> **Extract**:

Guest: Derek Gaunt is a lecturer, author of Ego, Authority, Failure©, and trainer with 29 years of law enforcement experience, 20 of which as a team member, leader, and then commander of hostage negotiations teams in the Washington, DC metropolitan area. As a member of the Black Swan Group, he is a negotiation trainer and personal coach. Derek has trained throughout the US and around the world, instructing business organizations on how to apply hostage negotiation practices and principles to their world.

[00:00] In this episode, Igor is joined by Derek Gaunt to discover the secrets behind using hostage negotiation tactics to influence people in business and life.

How To Become Proficient At Interrogation?

[04:20] How Did Derek Begin His Journey?

  • When I was a new police officer, I had probably been on the streets for a year and a half before I got pulled into a specialized assignment. I was part of a group that focused on street-level narcotics violations and arresting people.

> **Data excerpt**:
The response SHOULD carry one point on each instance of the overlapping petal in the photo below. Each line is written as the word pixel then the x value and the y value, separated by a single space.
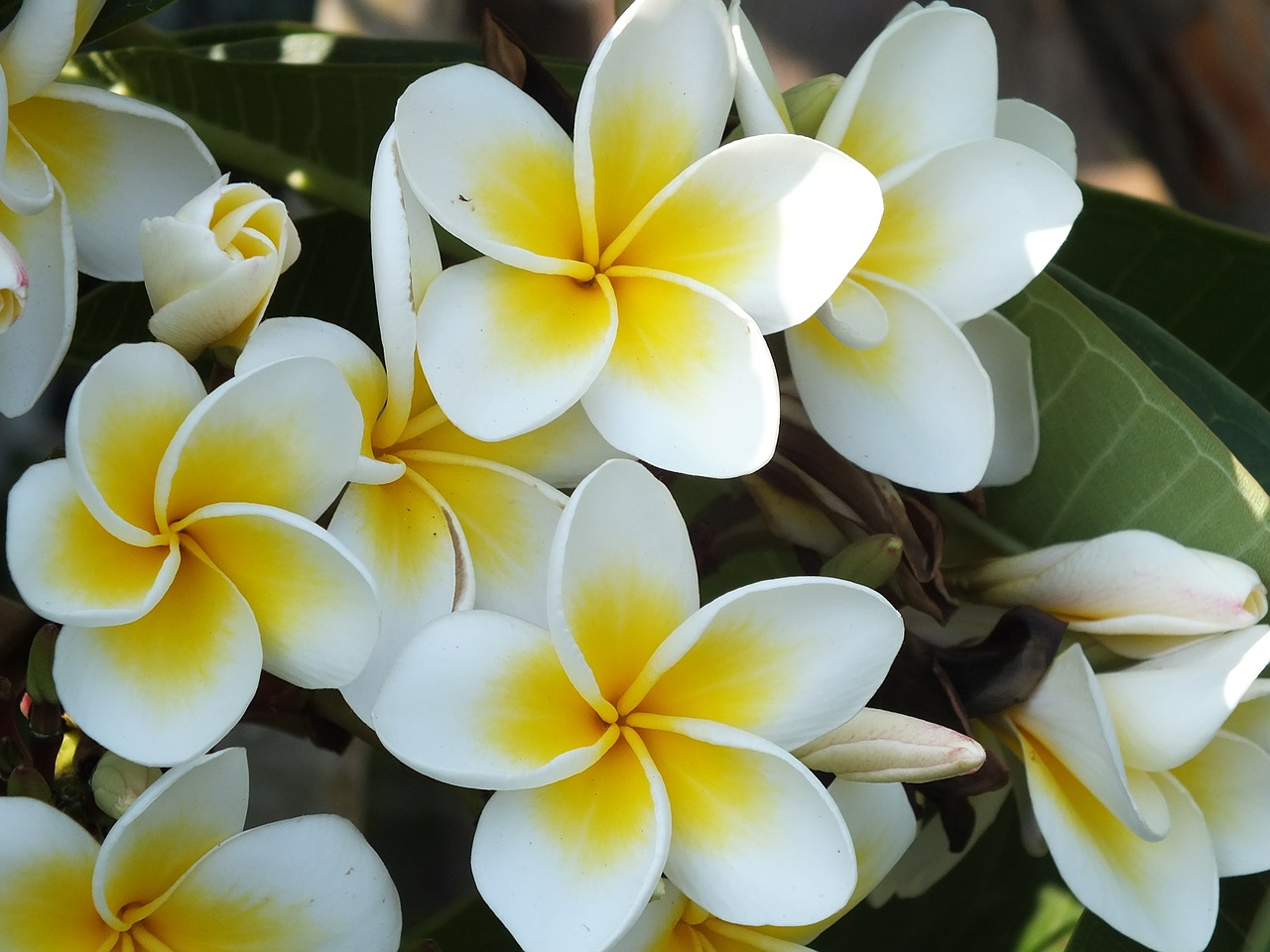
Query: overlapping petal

> **Set tasks**:
(a) Reproduce the passage of the episode notes on hostage negotiation between "[00:00] In this" and "and arresting people.", inclusive.
(b) In the episode notes on hostage negotiation, how many years of law enforcement experience does Derek Gaunt have?

> **Solutions**:
(a)
[00:00] In this episode, Igor is joined by Derek Gaunt to discover the secrets behind using hostage negotiation tactics to influence people in business and life.

How To Become Proficient At Interrogation?

[04:20] How Did Derek Begin His Journey?

  • When I was a new police officer, I had probably been on the streets for a year and a half before I got pulled into a specialized assignment. I was part of a group that focused on street-level narcotics violations and arresting people.

(b) 29 years